--- BEGIN Recorded data ---
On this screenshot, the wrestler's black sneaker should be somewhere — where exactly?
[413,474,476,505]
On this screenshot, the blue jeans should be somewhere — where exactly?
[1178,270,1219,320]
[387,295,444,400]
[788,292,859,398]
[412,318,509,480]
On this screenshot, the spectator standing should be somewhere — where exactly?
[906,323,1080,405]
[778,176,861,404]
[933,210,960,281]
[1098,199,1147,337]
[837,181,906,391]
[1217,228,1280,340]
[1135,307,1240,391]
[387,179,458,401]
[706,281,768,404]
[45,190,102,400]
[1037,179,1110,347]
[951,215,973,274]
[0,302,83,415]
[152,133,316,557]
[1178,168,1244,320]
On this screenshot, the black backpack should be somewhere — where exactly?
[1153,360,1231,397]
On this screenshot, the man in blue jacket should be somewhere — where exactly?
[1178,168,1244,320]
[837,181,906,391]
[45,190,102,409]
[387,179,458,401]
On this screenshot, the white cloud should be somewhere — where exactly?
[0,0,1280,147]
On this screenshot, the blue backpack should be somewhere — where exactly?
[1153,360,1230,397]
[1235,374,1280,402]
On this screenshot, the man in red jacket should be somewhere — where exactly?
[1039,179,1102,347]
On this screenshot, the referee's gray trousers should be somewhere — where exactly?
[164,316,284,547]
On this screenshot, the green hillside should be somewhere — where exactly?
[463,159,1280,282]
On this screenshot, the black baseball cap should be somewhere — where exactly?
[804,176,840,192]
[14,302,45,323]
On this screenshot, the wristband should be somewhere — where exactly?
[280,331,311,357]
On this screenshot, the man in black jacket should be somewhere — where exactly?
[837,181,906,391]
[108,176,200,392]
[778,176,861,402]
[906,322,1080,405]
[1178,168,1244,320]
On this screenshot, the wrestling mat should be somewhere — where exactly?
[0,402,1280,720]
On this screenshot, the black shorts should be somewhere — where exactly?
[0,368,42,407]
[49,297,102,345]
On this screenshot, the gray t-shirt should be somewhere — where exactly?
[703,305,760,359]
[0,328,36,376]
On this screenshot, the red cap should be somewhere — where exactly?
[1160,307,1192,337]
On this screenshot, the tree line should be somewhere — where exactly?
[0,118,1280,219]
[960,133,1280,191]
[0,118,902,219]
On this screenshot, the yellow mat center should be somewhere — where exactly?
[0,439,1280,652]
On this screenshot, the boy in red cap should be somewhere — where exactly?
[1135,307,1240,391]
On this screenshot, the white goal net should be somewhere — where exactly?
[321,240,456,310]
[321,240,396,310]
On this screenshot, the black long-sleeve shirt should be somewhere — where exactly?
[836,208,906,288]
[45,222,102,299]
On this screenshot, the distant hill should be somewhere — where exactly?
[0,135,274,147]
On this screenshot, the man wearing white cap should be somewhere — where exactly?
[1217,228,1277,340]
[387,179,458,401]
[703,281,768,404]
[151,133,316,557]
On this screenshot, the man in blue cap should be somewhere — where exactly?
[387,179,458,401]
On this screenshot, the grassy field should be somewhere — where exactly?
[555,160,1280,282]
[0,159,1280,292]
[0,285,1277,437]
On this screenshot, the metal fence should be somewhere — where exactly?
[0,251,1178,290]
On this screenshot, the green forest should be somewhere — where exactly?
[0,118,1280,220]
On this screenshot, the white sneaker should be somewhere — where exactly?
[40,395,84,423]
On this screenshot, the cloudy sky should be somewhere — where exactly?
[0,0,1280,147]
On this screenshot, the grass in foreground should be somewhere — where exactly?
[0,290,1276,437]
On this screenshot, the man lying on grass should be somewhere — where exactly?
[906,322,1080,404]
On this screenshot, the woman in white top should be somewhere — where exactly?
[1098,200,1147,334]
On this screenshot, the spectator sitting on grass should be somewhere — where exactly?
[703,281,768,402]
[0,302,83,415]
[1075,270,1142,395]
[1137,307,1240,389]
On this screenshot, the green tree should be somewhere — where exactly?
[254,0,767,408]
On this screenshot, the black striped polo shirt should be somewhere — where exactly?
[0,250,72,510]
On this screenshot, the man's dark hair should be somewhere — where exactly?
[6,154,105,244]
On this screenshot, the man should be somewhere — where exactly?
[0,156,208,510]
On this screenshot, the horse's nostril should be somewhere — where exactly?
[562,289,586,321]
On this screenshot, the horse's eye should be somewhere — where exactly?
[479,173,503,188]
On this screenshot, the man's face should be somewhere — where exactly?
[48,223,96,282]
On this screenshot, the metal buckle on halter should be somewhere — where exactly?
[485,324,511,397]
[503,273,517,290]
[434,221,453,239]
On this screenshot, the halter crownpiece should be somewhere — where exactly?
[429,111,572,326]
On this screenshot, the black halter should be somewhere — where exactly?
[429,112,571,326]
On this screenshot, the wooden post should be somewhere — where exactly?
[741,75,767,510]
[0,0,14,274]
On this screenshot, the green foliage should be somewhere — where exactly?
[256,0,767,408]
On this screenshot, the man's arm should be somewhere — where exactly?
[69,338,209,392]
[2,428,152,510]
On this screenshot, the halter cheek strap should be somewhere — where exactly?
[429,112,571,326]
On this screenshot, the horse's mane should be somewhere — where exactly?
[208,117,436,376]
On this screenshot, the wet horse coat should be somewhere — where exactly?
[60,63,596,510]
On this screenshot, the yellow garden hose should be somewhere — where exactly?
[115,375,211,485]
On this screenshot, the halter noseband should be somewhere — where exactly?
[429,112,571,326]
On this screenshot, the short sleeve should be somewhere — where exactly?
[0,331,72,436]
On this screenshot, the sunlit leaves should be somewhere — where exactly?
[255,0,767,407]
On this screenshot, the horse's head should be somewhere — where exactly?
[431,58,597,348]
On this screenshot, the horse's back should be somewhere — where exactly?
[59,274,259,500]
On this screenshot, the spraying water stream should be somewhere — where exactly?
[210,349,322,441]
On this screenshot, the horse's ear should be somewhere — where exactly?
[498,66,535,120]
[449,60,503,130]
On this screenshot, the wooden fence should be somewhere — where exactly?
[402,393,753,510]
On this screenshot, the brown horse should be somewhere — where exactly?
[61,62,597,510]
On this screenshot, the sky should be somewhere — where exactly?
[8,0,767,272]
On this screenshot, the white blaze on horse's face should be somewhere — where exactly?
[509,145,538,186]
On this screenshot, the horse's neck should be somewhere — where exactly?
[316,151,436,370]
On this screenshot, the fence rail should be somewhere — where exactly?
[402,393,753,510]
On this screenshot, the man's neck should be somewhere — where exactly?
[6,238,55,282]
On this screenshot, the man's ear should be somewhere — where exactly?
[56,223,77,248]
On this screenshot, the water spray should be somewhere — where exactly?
--- END Recorded data ---
Written problem: Number every line of the material above as a list and leave out any blank lines.

Correct result:
1. On this screenshot, the wrestler's black sneaker should be somewhere — where exactly?
2. [413,474,476,505]
3. On this screenshot, the blue jeans should be somewhere — where exactly?
4. [1178,270,1219,320]
5. [387,295,444,400]
6. [788,292,859,398]
7. [412,318,509,480]
8. On this screenshot, the spectator standing should be somewhere — where exactly?
9. [906,323,1080,405]
10. [778,176,861,404]
11. [933,210,960,281]
12. [1098,199,1147,337]
13. [837,181,906,391]
14. [1217,228,1280,340]
15. [1135,307,1240,391]
16. [387,179,458,401]
17. [706,281,768,404]
18. [45,190,102,400]
19. [1037,179,1110,347]
20. [951,215,973,274]
21. [0,302,83,415]
22. [152,133,316,557]
23. [1178,168,1244,320]
24. On this screenshot, the black backpack should be somewhere — where exactly?
25. [1153,360,1231,397]
26. On this screenshot, the man in blue jacket should be somewhere — where exactly?
27. [1178,168,1244,320]
28. [837,181,906,391]
29. [45,190,102,409]
30. [387,179,458,401]
31. On this screenshot, the white cloud should be somewhere — where exactly?
32. [0,0,1280,147]
33. On this screenshot, the blue backpack should be somewhere — where exactly?
34. [1153,360,1230,397]
35. [1235,374,1280,402]
36. On this screenshot, the man in red jacket should be somewhere — where exactly?
37. [1039,179,1102,347]
38. On this screenshot, the referee's gray trousers should be somewhere — where exactly?
39. [164,316,284,547]
40. On this screenshot, the green hillside should be somewhere — where exactly?
41. [463,159,1280,282]
42. On this screenshot, the black baseball cap should be somewhere — where exactly?
43. [804,176,840,192]
44. [14,302,45,323]
45. On this screenshot, the wristband should be somewhere — where exactly?
46. [280,331,311,357]
47. On this screenshot, the man in black jacket should be somewhere — where exactly?
48. [837,181,906,391]
49. [108,176,200,392]
50. [778,176,861,402]
51. [906,322,1080,405]
52. [1178,168,1244,320]
53. On this screenshot, the wrestling mat should be somewhere — where exactly?
54. [0,402,1280,720]
55. On this screenshot, the black shorts should be somewhere — where exactly?
56. [0,368,42,407]
57. [49,297,102,345]
58. On this screenshot, the gray t-shirt should be somewhere — where exactly?
59. [703,305,760,359]
60. [0,328,36,376]
61. On this screenshot, the red cap should be somewhere — where exactly?
62. [1160,307,1192,337]
63. On this screenshot, the tree line should be somewhere — where exactly?
64. [0,118,1280,219]
65. [960,133,1280,191]
66. [0,118,902,219]
67. On this screenshot, the yellow mat center should be somewhere — where exactly?
68. [0,439,1280,652]
69. On this screenshot, the boy in red cap should be somewhere — where exactly?
70. [1135,307,1240,391]
71. On this screenshot, the white goal net should be somewhere — where exactly?
72. [321,240,456,310]
73. [321,240,396,310]
74. On this screenshot, the black long-sleeve shirt should be somewhere — where exactly?
75. [836,208,906,288]
76. [45,222,102,299]
77. On this screenshot, the distant hill should be somewhere — where exactly?
78. [0,135,274,147]
79. On this screenshot, the man wearing white cap should be somewhere — where exactly?
80. [1217,228,1277,340]
81. [387,179,458,401]
82. [703,281,768,404]
83. [151,133,316,557]
84. On this screenshot, the man in blue cap should be somewhere — where exactly?
85. [387,179,458,401]
86. On this screenshot, the grassy field should be somewhere — where exactly?
87. [555,160,1280,282]
88. [0,159,1280,292]
89. [0,285,1277,437]
90. On this screenshot, the metal fence should be somewhere — where exactly?
91. [0,251,1178,290]
92. On this screenshot, the green forest should be somewhere — where exactly?
93. [0,118,1280,220]
94. On this screenshot, the white sneaker should be somewhere — where exactly?
95. [40,395,84,423]
96. On this screenshot, the cloudy sky should be somewhere — where exactly?
97. [0,0,1280,147]
98. On this screenshot, the grass in foreground should be somewhere — where exactly?
99. [0,290,1276,437]
100. On this screenshot, the man lying on grass should be somewhere — where exactly?
101. [906,322,1080,404]
102. On this screenshot, the woman in white top should be somewhere — where exactly?
103. [1098,200,1147,334]
104. On this screenshot, the spectator sitting on grass should be somewhere — where exactly?
105. [703,281,768,402]
106. [0,302,83,415]
107. [1075,270,1142,395]
108. [1137,307,1240,389]
109. On this screenshot, the green tree should be somewhere — where exactly?
110. [254,0,767,408]
111. On this screenshot, the black striped polo shirt should be somewhere — where exactly?
112. [0,250,72,510]
113. On this screenshot, the man's dark hair should be somewhere — where exactly?
114. [6,154,105,244]
115. On this screenshot, the man should be somewhere — where exactly?
116. [0,156,208,510]
117. On this screenshot, the horse's nostril should be somewhere — where exactly?
118. [562,289,586,321]
119. On this screenshot, the horse's eye should be somewhere — where exactly?
120. [479,173,503,188]
121. On this screenshot, the man's face should be somewhere — where exactly?
122. [48,223,96,282]
123. On this screenshot, the metal buckle on halter should be somewhere — where exactly?
124. [485,324,511,397]
125. [503,273,517,290]
126. [434,221,453,239]
127. On this screenshot, the halter crownpiece should be somewhere — where exactly?
128. [429,111,572,326]
129. On this screenshot, the black halter should be somewhere — where exactly?
130. [429,112,571,326]
131. On this screenshot, the wooden post should be somewhere — where exactly?
132. [741,75,767,510]
133. [0,0,14,274]
134. On this screenshot, the green foliage should be somewhere — where exactly?
135. [256,0,767,408]
136. On this screenshot, the man's arm should be somewhere — where exactly?
137. [69,338,209,392]
138. [2,428,152,510]
139. On this screenshot, the halter cheek strap should be somewhere — where exactly?
140. [429,112,571,326]
141. On this screenshot, the horse's mane should be somewhere — where exactly?
142. [208,117,436,376]
143. On this screenshot, the wet horse coat should be somewhere — where exactly?
144. [60,63,596,510]
145. On this screenshot, the yellow garden hose should be somewhere — where exactly?
146. [115,375,211,485]
147. On this screenshot, the halter noseband should be somewhere — where exactly?
148. [429,112,571,326]
149. On this screenshot, the short sleeve should be somewhere — where exactly?
150. [0,331,72,436]
151. On this screenshot, the sunlit leaves should be somewhere — where exactly?
152. [255,0,767,407]
153. On this screenshot, the horse's head should be somewhere — where exactly?
154. [431,58,597,348]
155. On this screenshot, the horse's back should be somewhere — where exactly?
156. [59,274,259,500]
157. On this screenshot, the spraying water stream should be somewhere — where exactly?
158. [210,349,322,441]
159. On this screenshot, the horse's ear should be somewhere — where exactly?
160. [498,66,535,120]
161. [449,60,503,130]
162. On this screenshot, the wooden fence should be somewhere — where exactly?
163. [402,393,753,510]
164. On this screenshot, the brown horse should be somewhere — where exactly?
165. [61,62,597,510]
166. On this screenshot, the sky should be somewhere — where exactly?
167. [8,0,767,272]
168. On this screenshot, the white blaze on horse's face should be somewhere — where exactly?
169. [509,145,538,186]
170. On this screenshot, the horse's neck should be somewhere — where exactly?
171. [316,151,436,370]
172. On this screenshot, the fence rail should be somewhere — where exactly?
173. [402,393,753,510]
174. On this screenshot, the man's neck should be somewhere — where exactly?
175. [6,238,55,282]
176. On this screenshot, the man's ear should be somewhere — where exactly?
177. [56,223,77,248]
178. On this screenshot, the water spray should be somewhere — where exactly?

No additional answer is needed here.